AVAILABLE DATA START

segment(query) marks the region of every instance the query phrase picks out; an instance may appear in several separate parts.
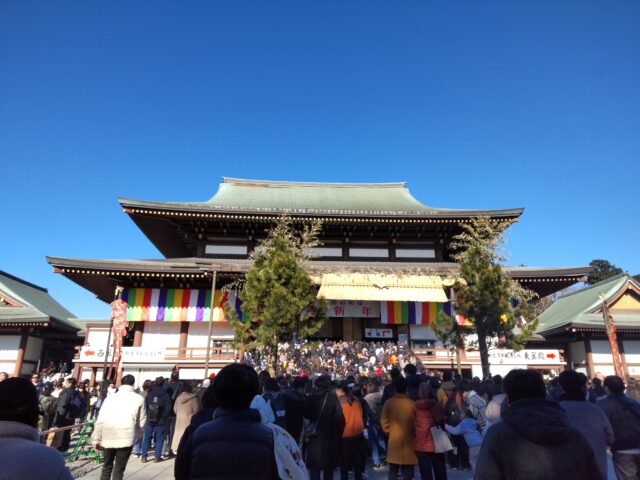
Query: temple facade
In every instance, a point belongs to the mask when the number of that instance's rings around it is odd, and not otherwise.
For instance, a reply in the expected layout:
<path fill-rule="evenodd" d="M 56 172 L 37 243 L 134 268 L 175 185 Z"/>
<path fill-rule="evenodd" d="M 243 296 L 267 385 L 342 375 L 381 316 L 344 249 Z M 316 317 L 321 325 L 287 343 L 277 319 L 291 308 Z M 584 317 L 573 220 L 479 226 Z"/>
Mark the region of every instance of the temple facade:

AVAILABLE DATA END

> WORK INSTRUCTIONS:
Look through the listing above and copy each line where the string "instance" occurs.

> SOLUTION:
segment(query) marks the region of every instance the query phrase picks out; an instance may appear in several separate parts.
In every instance, a point belongs to the mask when the number of that instance's rings around it is odd, and not otherwise.
For instance, a reply in the expected layout:
Mark the region of every instance of the temple facade:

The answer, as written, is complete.